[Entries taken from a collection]

== == ==

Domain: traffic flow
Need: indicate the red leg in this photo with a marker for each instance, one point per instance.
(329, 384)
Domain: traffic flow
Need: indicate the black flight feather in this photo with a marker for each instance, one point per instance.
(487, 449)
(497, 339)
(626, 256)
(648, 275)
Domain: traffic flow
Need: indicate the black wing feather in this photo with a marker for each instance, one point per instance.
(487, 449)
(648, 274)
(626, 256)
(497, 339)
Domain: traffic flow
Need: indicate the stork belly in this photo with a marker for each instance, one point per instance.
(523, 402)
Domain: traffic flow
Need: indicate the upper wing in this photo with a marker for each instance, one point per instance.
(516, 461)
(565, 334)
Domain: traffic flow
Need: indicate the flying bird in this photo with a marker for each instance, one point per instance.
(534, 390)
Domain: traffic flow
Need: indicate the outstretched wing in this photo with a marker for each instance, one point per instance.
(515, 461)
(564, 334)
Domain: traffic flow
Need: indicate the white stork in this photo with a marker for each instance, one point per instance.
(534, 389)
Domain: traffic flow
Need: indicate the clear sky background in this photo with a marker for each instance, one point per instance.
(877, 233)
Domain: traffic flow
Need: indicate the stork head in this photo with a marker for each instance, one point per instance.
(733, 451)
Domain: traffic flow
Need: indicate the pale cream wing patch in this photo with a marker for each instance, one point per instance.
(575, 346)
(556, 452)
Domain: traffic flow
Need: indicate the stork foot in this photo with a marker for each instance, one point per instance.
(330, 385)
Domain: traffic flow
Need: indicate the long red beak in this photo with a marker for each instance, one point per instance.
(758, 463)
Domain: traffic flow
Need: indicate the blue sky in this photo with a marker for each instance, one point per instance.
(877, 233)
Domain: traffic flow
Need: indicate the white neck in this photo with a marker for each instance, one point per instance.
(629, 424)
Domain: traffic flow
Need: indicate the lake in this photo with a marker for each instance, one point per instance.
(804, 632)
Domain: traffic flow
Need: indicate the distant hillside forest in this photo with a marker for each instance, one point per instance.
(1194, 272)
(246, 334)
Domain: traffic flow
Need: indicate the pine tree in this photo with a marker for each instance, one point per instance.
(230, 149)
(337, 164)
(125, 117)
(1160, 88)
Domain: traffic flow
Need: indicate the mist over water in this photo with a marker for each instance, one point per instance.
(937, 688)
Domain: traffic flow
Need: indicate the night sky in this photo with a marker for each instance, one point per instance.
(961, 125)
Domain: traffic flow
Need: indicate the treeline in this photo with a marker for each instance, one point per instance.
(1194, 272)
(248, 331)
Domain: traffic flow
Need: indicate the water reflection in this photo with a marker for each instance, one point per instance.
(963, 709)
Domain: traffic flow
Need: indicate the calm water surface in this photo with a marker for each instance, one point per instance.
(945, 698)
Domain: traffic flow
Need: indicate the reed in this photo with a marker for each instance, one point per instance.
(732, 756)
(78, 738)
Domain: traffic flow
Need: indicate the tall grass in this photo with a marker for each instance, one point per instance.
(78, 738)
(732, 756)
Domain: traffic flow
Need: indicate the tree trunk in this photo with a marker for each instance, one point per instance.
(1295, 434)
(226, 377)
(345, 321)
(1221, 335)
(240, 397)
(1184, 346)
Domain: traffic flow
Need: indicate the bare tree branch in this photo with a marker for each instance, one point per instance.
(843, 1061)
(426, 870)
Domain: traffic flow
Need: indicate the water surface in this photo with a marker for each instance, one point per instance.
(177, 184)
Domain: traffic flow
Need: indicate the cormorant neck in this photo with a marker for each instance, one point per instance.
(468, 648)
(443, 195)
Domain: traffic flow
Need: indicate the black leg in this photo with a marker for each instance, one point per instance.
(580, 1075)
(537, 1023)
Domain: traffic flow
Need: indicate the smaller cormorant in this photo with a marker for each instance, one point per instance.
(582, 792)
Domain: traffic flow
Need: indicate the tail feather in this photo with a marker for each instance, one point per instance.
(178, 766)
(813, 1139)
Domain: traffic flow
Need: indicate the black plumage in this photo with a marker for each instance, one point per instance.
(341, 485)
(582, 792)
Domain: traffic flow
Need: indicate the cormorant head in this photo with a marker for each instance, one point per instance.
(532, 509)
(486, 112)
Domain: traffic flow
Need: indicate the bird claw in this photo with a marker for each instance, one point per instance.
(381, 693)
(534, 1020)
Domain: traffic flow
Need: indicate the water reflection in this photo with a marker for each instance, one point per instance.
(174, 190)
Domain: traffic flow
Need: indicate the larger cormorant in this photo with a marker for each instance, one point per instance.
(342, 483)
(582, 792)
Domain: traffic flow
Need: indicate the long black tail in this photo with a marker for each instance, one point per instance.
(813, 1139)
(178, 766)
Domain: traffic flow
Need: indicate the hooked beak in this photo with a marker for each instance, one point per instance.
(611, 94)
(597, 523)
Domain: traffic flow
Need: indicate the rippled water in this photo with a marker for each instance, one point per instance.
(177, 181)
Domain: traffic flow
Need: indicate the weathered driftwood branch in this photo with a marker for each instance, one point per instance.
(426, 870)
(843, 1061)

== == ==

**Problem requirements**
Every record shown above should be set down again exactly.

**Output for this task**
Domain: traffic flow
Need: indicate the red leg in this photo with a marker for each instance, one point per instance.
(329, 384)
Domain: traffic flow
Need: indicate the black flight feather in this photo with a marker for each instance, one point per instance.
(487, 449)
(497, 339)
(626, 256)
(648, 275)
Domain: traffic flow
Need: indicate the black wing feather in this photo with a marker for each instance, one point per instance.
(487, 449)
(648, 274)
(626, 256)
(497, 339)
Domain: traffic flow
Need: indicate the stork belly in this photo with a marker for each instance, one point per instance.
(523, 402)
Domain: traffic flow
Need: indicate the upper wing in this photo with a marker for each instance, one point per instance.
(516, 461)
(565, 334)
Domain: traffic flow
Need: indicate the flying bird in this photo with a marker for each instance, one point per instance.
(534, 390)
Domain: traffic flow
Need: indicate the outstretched wing in this photo with a marker for each instance, one point per instance.
(515, 461)
(564, 334)
Domain: traffic flow
Need: indicate the white stork in this photo with a marker for each instance, one point per instance.
(534, 389)
Domain: traffic flow
Need: indicate the clear sky background in this photo with a marker for each instance, one point per instance.
(877, 233)
Domain: traffic flow
Need: indicate the stork head in this photo with a marker for each instance, one point per instance.
(733, 451)
Domain: traffic flow
Need: indicate the pale cream wing patch in this photo with a marker for each instance, one point per instance.
(575, 346)
(556, 452)
Domain: traffic flow
Need: indicate the stork foot in this photo with a marker for each instance, one point per instance.
(330, 385)
Domain: traffic flow
Need: indicate the long red beak in this photo with a marker for each instance, one point per instance.
(758, 463)
Domain: traffic flow
Need: indicate the blue sky in this photo with a marker for each instance, one point per instance.
(877, 233)
Domain: traffic flow
Need: indicate the white neck in this photo with a marker for each instance, one point per instance.
(629, 424)
Domain: traffic flow
Need: indicate the lake in this photo with a marker for each instance, one point per instance.
(804, 632)
Domain: traffic flow
Need: indicate the distant hillside forest in this photo with a marker for each instance, one point per instance.
(1194, 272)
(246, 334)
Domain: traffic flow
Need: indicate the pine tree in this photo with a marker for each instance, one point per instance.
(230, 149)
(337, 164)
(125, 117)
(1160, 88)
Domain: traffic flow
Need: indicate the mist over water in this photo with a marker for each instance, one point per instance.
(937, 688)
Domain: traffic flow
Need: indicate the night sky in this photo with a marker for each instance, one point per instance.
(961, 125)
Domain: traffic flow
Need: indicate the treeline in this photo with a marker for each instance, one point per instance.
(1194, 272)
(248, 331)
Domain: traffic flow
Need: indicate the water reflection in this photo with a marker for each instance, one point per instance.
(963, 709)
Domain: traffic flow
Need: indicate the calm water surface in this photo with a marker for each instance, one point per instance.
(945, 698)
Domain: traffic flow
Need: indicate the reed in this photo with a marker for each instance, one point per instance.
(732, 756)
(78, 738)
Domain: traffic flow
Need: indicate the tall grass in this photo with a marker for each instance, one point per instance.
(78, 738)
(732, 756)
Domain: traffic flow
Need: indicate the tree trunk in this photo with a marker for each instance, one point per instance.
(1295, 434)
(226, 377)
(345, 321)
(1221, 335)
(240, 397)
(1184, 346)
Domain: traffic flow
Need: indicate the bare tree branch in this photo with a marker for each instance, one point per instance.
(843, 1061)
(426, 870)
Domain: traffic flow
Need: indicate the water surface in this photo with a marker for each instance, one point per instance.
(177, 184)
Domain: traffic flow
Need: indicate the cormorant neck in this photo with a marker for each instance, one point per instance.
(468, 648)
(443, 195)
Domain: traffic flow
Need: indicate the black leg in this photo with a marker for each instance, one point per instance.
(580, 1075)
(537, 1023)
Domain: traffic flow
Need: indicate the smaller cormorant in this photo with a marker for each instance, one point per instance.
(582, 792)
Domain: traffic flow
Need: indicate the tail feather in this photo with a marker for each instance, one point per instance.
(178, 766)
(813, 1139)
Domain: traffic flow
Need: indicate the black plumage in this photo with a marker for each instance, one point per instance.
(341, 485)
(582, 792)
Domain: traffic flow
Need: indicate the cormorant head in this photo with a marker for each instance, one point per instance.
(532, 509)
(486, 112)
Domain: traffic flow
Need: indicate the bird claw in this photo with a marker for each instance, one point per instance.
(381, 693)
(534, 1020)
Domain: traffic flow
Need: indicate the water reflection in this photo with a marker for each instance, one point per instance.
(174, 190)
Domain: traffic flow
Need: indicate the larger cormorant in this photo with a marker for each instance, one point per instance.
(342, 483)
(582, 792)
Domain: traffic flow
Need: indicate the long black tail in this photo with a marker for each instance, one point per instance.
(813, 1139)
(178, 766)
Domain: traffic flow
Need: indicate the hooked beak in this photo with a marker for each instance, one point per instance.
(611, 94)
(597, 523)
Domain: traffic flow
Need: indicate the rippled water in this photo with a marker for each instance, one point per instance.
(177, 181)
Domain: traffic flow
Need: indicate the weathered driftwood branch in this photo with a marker for each instance, one point per instance.
(426, 870)
(843, 1061)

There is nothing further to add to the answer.